SUPPLIED PASSAGE:

You're the first one to like it. Everyone else says it's a piece of garbage.


----------



## userman (Dec 9, 2010)

Can I buy a Dayan at e-bay? It looks like they are the most popular ones.


----------



## Shortey (Dec 9, 2010)

Why don't you just check for yourself?


----------



## userman (Dec 9, 2010)

Shortey said:


> Why don't you just check for yourself?


 
I found one, http://cgi.ebay.com/DaYan-MF8-6-5cm...906?pt=LH_DefaultDomain_0&hash=item3cb32a712a .
Do you think it is a good choice?


----------



## hahahaha (Dec 11, 2010)

> Originally posted by userman
> Do you think it is a good choice?



It's personal preference so choose one by yourself 

BTW how do i add new choices to the poll?


----------



## ~Phoenix Death~ (Dec 11, 2010)

userman said:


> I found one, http://cgi.ebay.com/DaYan-MF8-6-5cm...906?pt=LH_DefaultDomain_0&hash=item3cb32a712a .
> Do you think it is a good choice?


 
If you have big enough hands and can handle the occasionaly pops, go ahead.


----------



## TimMc (Dec 13, 2010)

Rubik's Revenge is the *Best 4x4* because.

Do I need to give a reason? Not everyone did a critical analysis of each and every cube before casting their vote.

There's a lot of trolls on the internet and I'd be tempted to vote Rubik's, ES, or QJ just to encourage others to try them out for themselves.

Tim.


----------

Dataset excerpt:

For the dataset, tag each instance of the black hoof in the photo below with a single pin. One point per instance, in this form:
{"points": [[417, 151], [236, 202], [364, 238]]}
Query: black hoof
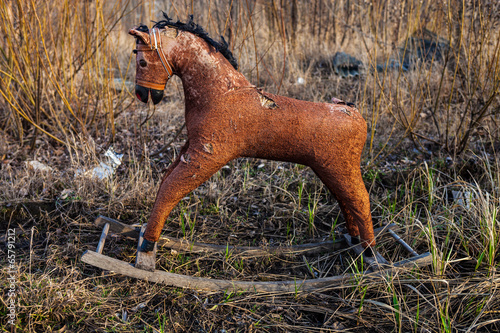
{"points": [[147, 246]]}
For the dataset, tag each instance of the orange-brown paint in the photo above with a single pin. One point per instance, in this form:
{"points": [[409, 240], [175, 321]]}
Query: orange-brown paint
{"points": [[227, 118]]}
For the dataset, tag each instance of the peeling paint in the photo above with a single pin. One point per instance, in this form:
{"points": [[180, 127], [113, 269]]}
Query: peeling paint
{"points": [[267, 102], [207, 147], [185, 158], [347, 112]]}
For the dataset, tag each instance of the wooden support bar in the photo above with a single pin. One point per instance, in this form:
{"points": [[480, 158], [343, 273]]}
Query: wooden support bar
{"points": [[104, 234], [145, 260], [291, 286], [402, 242], [116, 227], [375, 262]]}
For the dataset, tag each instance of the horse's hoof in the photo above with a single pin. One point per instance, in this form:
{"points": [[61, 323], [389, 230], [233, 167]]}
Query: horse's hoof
{"points": [[147, 246]]}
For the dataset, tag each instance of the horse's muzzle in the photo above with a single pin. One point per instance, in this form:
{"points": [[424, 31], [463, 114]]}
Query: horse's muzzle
{"points": [[143, 93]]}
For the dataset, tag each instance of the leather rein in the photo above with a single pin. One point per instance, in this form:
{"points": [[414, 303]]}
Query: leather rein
{"points": [[155, 45]]}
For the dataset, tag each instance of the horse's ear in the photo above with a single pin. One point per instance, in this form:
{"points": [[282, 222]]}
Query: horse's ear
{"points": [[139, 34]]}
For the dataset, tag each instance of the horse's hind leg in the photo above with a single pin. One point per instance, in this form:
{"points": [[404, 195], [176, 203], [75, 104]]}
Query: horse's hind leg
{"points": [[349, 190]]}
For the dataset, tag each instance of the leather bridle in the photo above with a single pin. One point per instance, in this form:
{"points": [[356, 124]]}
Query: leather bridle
{"points": [[155, 45]]}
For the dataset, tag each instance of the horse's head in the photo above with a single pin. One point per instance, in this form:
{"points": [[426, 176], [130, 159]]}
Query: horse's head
{"points": [[153, 68]]}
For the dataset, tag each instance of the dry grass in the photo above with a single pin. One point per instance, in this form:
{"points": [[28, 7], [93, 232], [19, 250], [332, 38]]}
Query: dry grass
{"points": [[431, 166]]}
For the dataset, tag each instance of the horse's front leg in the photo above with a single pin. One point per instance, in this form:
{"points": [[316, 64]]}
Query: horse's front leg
{"points": [[194, 166]]}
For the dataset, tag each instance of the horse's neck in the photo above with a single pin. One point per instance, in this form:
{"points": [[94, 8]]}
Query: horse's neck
{"points": [[205, 73]]}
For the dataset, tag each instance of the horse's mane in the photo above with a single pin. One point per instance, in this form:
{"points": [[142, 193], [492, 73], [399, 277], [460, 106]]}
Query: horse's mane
{"points": [[196, 29]]}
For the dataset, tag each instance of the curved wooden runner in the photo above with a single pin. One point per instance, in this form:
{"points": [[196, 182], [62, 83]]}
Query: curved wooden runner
{"points": [[184, 281], [183, 245]]}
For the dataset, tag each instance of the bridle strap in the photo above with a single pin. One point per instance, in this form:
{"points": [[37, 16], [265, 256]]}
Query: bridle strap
{"points": [[155, 40], [151, 85]]}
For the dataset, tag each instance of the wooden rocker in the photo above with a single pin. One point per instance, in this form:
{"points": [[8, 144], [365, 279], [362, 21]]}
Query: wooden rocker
{"points": [[377, 265]]}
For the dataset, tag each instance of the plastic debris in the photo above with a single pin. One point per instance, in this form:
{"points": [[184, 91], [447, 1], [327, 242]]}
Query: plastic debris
{"points": [[106, 168], [462, 198], [35, 165]]}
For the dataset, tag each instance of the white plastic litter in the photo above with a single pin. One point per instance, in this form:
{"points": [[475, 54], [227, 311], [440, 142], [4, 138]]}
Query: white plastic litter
{"points": [[35, 165], [462, 198], [106, 168]]}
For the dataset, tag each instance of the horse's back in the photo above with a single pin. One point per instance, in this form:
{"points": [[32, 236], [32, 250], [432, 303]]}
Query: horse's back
{"points": [[276, 127]]}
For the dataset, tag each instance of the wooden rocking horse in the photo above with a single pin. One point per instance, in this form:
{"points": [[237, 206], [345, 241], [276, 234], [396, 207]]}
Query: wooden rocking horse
{"points": [[226, 118]]}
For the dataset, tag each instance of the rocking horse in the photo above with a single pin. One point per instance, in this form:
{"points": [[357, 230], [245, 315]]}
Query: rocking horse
{"points": [[227, 118]]}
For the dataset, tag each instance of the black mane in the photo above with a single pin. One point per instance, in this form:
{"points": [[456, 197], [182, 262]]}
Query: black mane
{"points": [[196, 29]]}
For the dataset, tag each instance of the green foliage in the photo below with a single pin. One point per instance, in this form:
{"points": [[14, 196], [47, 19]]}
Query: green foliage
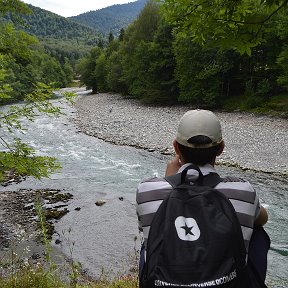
{"points": [[86, 69], [22, 67], [235, 24], [162, 62], [61, 37], [112, 18]]}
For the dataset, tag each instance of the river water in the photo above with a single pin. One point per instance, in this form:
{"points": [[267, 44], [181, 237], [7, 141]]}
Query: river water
{"points": [[102, 238]]}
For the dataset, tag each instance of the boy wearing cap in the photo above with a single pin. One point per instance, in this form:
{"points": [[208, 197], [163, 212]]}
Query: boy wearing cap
{"points": [[199, 141]]}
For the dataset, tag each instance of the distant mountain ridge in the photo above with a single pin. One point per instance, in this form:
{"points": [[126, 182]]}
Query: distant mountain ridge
{"points": [[112, 18]]}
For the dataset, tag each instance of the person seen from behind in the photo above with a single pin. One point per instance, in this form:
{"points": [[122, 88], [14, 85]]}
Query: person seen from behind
{"points": [[199, 142]]}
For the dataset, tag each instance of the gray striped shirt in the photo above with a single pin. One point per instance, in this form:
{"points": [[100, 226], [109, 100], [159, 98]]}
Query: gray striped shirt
{"points": [[151, 192]]}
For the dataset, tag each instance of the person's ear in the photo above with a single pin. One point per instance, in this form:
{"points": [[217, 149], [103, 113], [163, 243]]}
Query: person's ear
{"points": [[221, 148], [176, 147]]}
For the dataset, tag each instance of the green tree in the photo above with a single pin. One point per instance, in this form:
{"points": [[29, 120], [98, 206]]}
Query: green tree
{"points": [[15, 62], [233, 24], [87, 68]]}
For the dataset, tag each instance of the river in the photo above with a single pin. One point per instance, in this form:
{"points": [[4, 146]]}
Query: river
{"points": [[103, 237]]}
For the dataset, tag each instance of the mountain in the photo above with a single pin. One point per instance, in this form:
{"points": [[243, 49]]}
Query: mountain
{"points": [[112, 18], [61, 37]]}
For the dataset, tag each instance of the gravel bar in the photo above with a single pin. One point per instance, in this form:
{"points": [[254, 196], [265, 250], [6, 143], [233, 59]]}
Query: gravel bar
{"points": [[252, 142]]}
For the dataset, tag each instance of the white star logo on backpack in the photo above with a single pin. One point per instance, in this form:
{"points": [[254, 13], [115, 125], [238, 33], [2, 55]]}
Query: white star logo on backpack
{"points": [[187, 228]]}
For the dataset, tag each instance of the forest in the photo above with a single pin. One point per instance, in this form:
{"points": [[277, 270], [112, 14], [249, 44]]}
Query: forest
{"points": [[175, 54]]}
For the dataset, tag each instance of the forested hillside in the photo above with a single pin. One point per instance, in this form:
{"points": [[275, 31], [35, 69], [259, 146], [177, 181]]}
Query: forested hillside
{"points": [[24, 61], [113, 18], [62, 37], [223, 63]]}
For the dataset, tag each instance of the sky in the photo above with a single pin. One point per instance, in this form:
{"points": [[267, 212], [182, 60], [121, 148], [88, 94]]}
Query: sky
{"points": [[69, 8]]}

STATED GOAL 1: Can you write out the forum thread word for word from "If you have" to "out for themselves."?
STATED GOAL 2: In the forum thread, which cubes does TimMc mention being tempted to vote for?

WORKED ANSWER 1:
If you have big enough hands and can handle the occasionaly pops, go ahead.


----------



## TimMc (Dec 13, 2010)

Rubik's Revenge is the *Best 4x4* because.

Do I need to give a reason? Not everyone did a critical analysis of each and every cube before casting their vote.

There's a lot of trolls on the internet and I'd be tempted to vote Rubik's, ES, or QJ just to encourage others to try them out for themselves.

WORKED ANSWER 2: Rubik's, ES, or QJ.